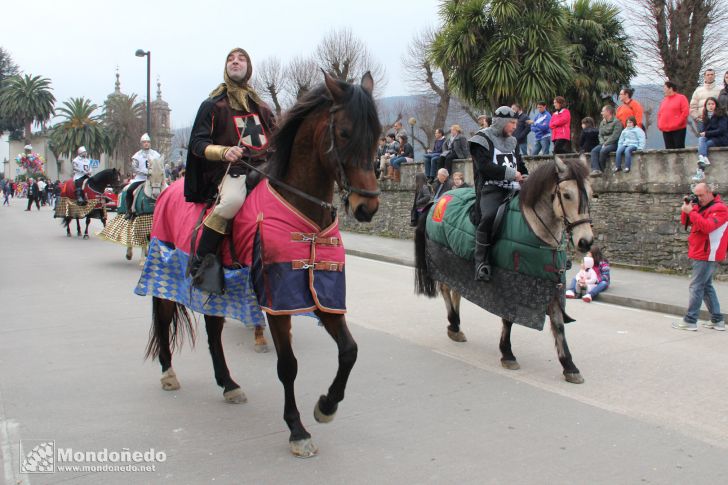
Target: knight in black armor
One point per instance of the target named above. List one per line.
(499, 170)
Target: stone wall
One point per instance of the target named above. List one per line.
(636, 215)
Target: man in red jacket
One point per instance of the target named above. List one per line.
(706, 247)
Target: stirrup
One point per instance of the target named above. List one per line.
(207, 273)
(483, 272)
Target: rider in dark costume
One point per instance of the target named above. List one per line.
(498, 169)
(231, 125)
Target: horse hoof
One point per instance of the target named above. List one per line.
(303, 448)
(457, 336)
(320, 417)
(236, 396)
(574, 378)
(169, 380)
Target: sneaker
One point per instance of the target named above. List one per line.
(715, 325)
(685, 326)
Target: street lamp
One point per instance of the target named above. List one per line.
(141, 53)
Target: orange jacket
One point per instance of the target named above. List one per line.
(633, 108)
(673, 113)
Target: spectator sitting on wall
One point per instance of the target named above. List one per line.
(713, 133)
(589, 135)
(709, 89)
(433, 155)
(540, 128)
(406, 154)
(423, 196)
(629, 107)
(522, 129)
(443, 183)
(560, 125)
(456, 148)
(672, 116)
(609, 130)
(631, 139)
(458, 181)
(391, 150)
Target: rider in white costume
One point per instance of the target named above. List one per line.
(81, 171)
(140, 162)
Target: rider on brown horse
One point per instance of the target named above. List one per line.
(232, 124)
(81, 172)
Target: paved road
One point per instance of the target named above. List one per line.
(419, 408)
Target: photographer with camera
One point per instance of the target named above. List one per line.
(707, 217)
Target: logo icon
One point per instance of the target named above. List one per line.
(40, 458)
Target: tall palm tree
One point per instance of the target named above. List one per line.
(80, 127)
(26, 100)
(123, 121)
(600, 53)
(501, 51)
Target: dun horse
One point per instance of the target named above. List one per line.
(287, 234)
(554, 202)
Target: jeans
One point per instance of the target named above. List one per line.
(397, 161)
(701, 290)
(704, 144)
(542, 144)
(627, 152)
(431, 164)
(600, 154)
(601, 286)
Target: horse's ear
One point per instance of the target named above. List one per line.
(332, 85)
(561, 167)
(367, 82)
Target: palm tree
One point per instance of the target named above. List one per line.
(501, 51)
(599, 52)
(79, 128)
(123, 121)
(26, 100)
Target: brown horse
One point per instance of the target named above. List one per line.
(328, 137)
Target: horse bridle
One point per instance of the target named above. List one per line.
(344, 187)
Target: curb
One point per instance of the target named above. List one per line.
(606, 297)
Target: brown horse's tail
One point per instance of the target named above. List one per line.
(164, 313)
(424, 284)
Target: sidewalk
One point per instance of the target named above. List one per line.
(636, 289)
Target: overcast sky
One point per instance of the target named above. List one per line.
(79, 43)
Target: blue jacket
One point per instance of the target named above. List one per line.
(540, 126)
(716, 129)
(632, 137)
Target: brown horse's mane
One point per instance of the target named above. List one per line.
(545, 177)
(357, 103)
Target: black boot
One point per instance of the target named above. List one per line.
(205, 267)
(80, 199)
(482, 257)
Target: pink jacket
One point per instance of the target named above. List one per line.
(560, 125)
(673, 113)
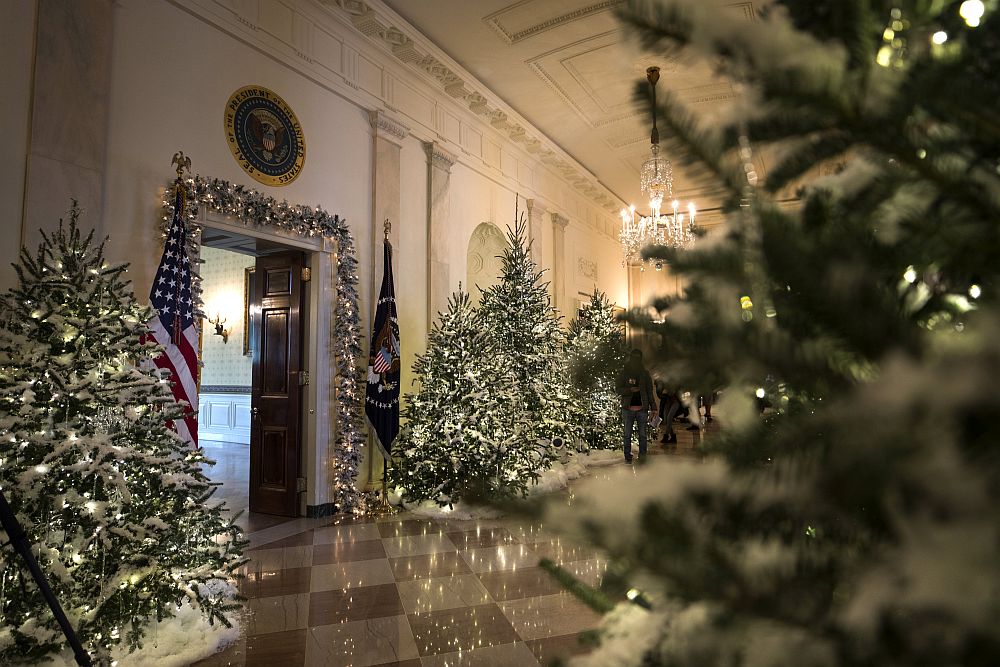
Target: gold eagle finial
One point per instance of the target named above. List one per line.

→ **WHAT THIS TASK INVOLVES**:
Update all of the items above by replacing "instance" with "occurrence" wherever it appears, leaving everything else unchanged. Omit the pictures from your answer.

→ **ANSWER TO THE TASK**:
Target: knight in black armor
One point per occurrence of the target named above. List one per line.
(499, 170)
Target: stone wall
One point per occurrence of the target named above. List one per line.
(636, 215)
Target: man in red jacket
One point per occurrence of the target named above. List one per line.
(706, 247)
Target: stirrup
One point per occurrence of the target named above. List one per line.
(207, 273)
(483, 272)
Target: rider in dark costume
One point per occurrence of the target named above. List one per line.
(498, 169)
(231, 125)
Target: horse hoof
One point per occurrence of the target named above. List one per line.
(303, 448)
(457, 336)
(320, 417)
(236, 396)
(574, 378)
(169, 380)
Target: sneaker
One point per occurrence of the target named above. List one per line.
(715, 325)
(685, 326)
Target: street lamp
One point per occurrence of the target named above. List one per line.
(141, 53)
Target: orange jacket
One point per occurrence of the target named above. List one per line.
(633, 108)
(673, 113)
Target: spectator sitting on wall
One point per occurrence of the target named above. List one per line.
(713, 133)
(589, 135)
(709, 89)
(433, 155)
(540, 128)
(406, 154)
(423, 196)
(629, 107)
(522, 129)
(443, 183)
(560, 125)
(456, 148)
(672, 116)
(609, 130)
(631, 139)
(458, 181)
(391, 150)
Target: rider in white costume
One point per occurrence of the target named above. List one per line.
(81, 171)
(140, 162)
Target: rider on brown horse
One point per occurrence of the target named above. List one per line.
(232, 124)
(81, 172)
Target: paved road
One point per occurrence of the target named above. List one per line.
(419, 408)
Target: photographer with camera
One point per occurrence of the target named above. List one per line.
(707, 217)
Target: logo icon
One point per occurrence of the target named above. List one per line.
(40, 458)
Target: tall palm tree
One point per occurrence of the target named above. List one per line.
(80, 127)
(26, 100)
(123, 121)
(600, 53)
(501, 51)
Target: dun horse
One point per occurrence of the target named above. List one per line.
(287, 234)
(554, 202)
Target: jeans
One point per occurrence of the target named above. List one per line.
(397, 161)
(701, 290)
(704, 144)
(542, 144)
(627, 152)
(431, 164)
(600, 154)
(601, 286)
Target: horse's ear
One point per occurrence of the target named above. List one per line.
(332, 85)
(561, 167)
(367, 82)
Target: palm tree
One point per occurrence of the target named above. List one per line.
(501, 51)
(599, 52)
(79, 128)
(123, 121)
(26, 100)
Target: brown horse
One point per occurrence of the target named above. List one per line.
(328, 137)
Target: horse bridle
One point per occurrence of the target named above. List one per line.
(344, 187)
Target: curb
One point per occurrence of the target named above. List one per line.
(606, 297)
Target: brown horse's tail
One point per occurrence of the target named above. List one per line.
(164, 313)
(424, 284)
Target: sidewalk
One point per occurrence of the target named above. List one per line.
(636, 289)
Target: overcast sky
One point per occurrence of the target named above. List one per line.
(79, 43)
Target: blue jacket
One point per occurrence of the target named above. List one per line.
(540, 126)
(716, 129)
(632, 137)
Target: brown horse's mane
One point per occurrence of the target named above. List one per line.
(545, 177)
(357, 103)
Target: black boot
One point per occurrence of the target named above. List one per line.
(205, 267)
(80, 199)
(482, 257)
Target: pink jacket
One point per occurrence of the target named above. List one per line.
(560, 125)
(673, 113)
Target: gold eagle finial
One point per occurrence of the target named above. List one per line.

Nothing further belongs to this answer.